» **TEXTO PARA ANALIZAR**
- - - - - - -

Conocí a la tía Lola 4 años antes de mi boda con Remedios.
La tía Lola había nacido en 1863. Cuando yo la conocí,
rondaba los 80 años y era una mujer educada, pero de carácter, y con cierto
genio. Vivía de las rentas que le producían unos olivares en Mágina, y una
pequeña paga de viudedad por su difunto marido. Como solo eran las dos (Remedios
y ella), vivían con cierto desahogo. Conmigo siempre tuvo un trato exquisito, y
a los niños que tuvimos, los quiso muchísimo. Remedios era una hija para ella. La
tía Lola se había quedado viuda de
Medardo, que trabajaba en la Notaría de Magina, y había perdido al único hijo,
Ricardo, con 22 años, por tuberculosis; una enfermedad de escaso tratamiento en
la España rural de principios del siglo XX.
La madre de Remedios, Trinidad vivía en una aldea cercana a
Mágina. Era sobrina de la tía Lola y
tenía muy buena relación con ella, aparte de ser familia. La tita Lola tenía
una finca de olivos cerca de la vivienda de su sobrina, a la que visitaba a
menudo. Al quedarse sola en Magina, en el verano de 1930, habló con los padres
de Remedios para que le dejaran a la niña una temporada para tener compañía; al
fin y al cabo, ellos tenían otra hija y dos hijos. No pusieron objeción, y con
apenas siete años, al principio del verano, se fue a pasar una temporada a Magina...
Sin embargo, se quedó con ella toda la vida. Vivían en la calle Marques de la
Cerrada (calle del Amo), una calle en
cuesta, a unos pocos metros de la plaza de la Tejera (llamada así por un tejar
que había junto a un arroyo que se cubrió para hacer la plaza). Esta zona tenía
mucha vida: era la primera plaza que encontrabas al llegar al pueblo; en ella se
disponía un pequeño mercado de abastos, y, poco después, se instaló un surtidor
de gasolina para atender la creciente demanda de vehículos del pueblo; también
había una fuente pública con cuatro caños de agua corriente (de la que se
suministraban algunas casas que no disponían de ese servicio), una herrería y
otros negocios. También era donde tenía
la salida y llegada el destartalado autobús que cada día iba a Úbeda.

- - - - - - -

» **EJERCICIOS PROPUESTOS**
(1) Según el relato sobre la tía Lola, ¿por qué la plaza de la Tejera llevaba ese nombre? Respóndelo en una o dos frases.
(2) Prolonga el relato sobre la tía Lola a partir de la frase final, la del autobús que salía cada día hacia Úbeda.

(Material guardado)

- - - - - - -

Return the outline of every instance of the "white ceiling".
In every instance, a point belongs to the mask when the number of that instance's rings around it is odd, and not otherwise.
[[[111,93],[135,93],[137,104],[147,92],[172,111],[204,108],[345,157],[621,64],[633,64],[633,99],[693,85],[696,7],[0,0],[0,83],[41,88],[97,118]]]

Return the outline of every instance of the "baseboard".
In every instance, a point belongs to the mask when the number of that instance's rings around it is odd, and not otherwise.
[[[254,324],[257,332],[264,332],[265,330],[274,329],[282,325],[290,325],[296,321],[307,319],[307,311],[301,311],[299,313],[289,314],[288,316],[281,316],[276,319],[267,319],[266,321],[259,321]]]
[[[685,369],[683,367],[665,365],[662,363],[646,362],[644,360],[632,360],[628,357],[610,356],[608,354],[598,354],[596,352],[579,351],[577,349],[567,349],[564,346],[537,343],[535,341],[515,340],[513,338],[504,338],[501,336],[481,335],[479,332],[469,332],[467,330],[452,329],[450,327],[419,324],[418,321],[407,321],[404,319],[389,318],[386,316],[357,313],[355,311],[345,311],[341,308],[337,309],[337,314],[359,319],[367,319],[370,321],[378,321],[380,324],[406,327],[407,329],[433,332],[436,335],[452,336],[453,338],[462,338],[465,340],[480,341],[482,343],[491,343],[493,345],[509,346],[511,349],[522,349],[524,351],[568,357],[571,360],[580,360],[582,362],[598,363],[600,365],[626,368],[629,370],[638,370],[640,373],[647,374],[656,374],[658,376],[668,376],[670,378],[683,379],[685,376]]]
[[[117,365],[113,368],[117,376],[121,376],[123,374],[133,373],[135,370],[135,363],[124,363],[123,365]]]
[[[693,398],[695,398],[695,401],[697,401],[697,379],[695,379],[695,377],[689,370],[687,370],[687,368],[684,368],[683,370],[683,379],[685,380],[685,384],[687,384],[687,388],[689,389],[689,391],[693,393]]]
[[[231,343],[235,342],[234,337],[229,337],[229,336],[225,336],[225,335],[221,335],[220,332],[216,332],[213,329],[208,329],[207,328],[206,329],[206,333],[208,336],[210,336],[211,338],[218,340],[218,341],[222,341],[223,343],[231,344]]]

- - - - - - -

» **EJERCICIOS RESUELTOS**
(1) La plaza se llamaba así por un tejar que había junto a un arroyo. Ese arroyo se cubrió para hacer la plaza.

(2)
La casa de la Tía
Lola tenía una estrecha fachada de unos 4 metros, y un fondo de 10 m., y estaba
distribuida en una planta sótano, que se utilizaba para almacenar en orzas con
aceite los víveres procedentes de la matanza, así como conservas, aceite, etc.,
también, al empezar las escaleras de bajada, había un retrete de agujero, que
se suprimió en una importante reforma que hicimos años después. La planta de
entrada tenía una amplia cocina y un pequeño salón, más un aseo; la primera
planta con dos dormitorios, y la segunda con un dormitorio y una cámara con
ventilación para colgar embutidos, melones, pimientos…, y una escalerilla para
subir a un espacio destinado a gallinero, de donde se recogían huevos que
ponían las gallinas para el consumo de la casa. Cuando años después hicimos la
reforma de la casa, se suprimió el gallinero, realizando una terraza y zona de
tendedero, así como un baño completo en los dormitorios de arriba. En la planta
de entrada, se modificó el espacio grande de la cocina para hacer una cocina
más pequeña y una salita, donde solíamos hacer la vida, y en la planta sótano
se habilitó un pequeño aseo con váter y lavabo, y dos pequeñas “camarillas”
para guardar víveres, más una habitación algo más amplia, que mi hijo Pedro
“decoró” con fotos, cuadros, y cachivaches varios: la llamaba “su museo”, pero
también puso luces de colores y hacía guateques con sus primos; para esto usaba el tocadiscos “Cosmos” de
maleta que le habíamos regalado a su hermana Lolita por sus buenas notas.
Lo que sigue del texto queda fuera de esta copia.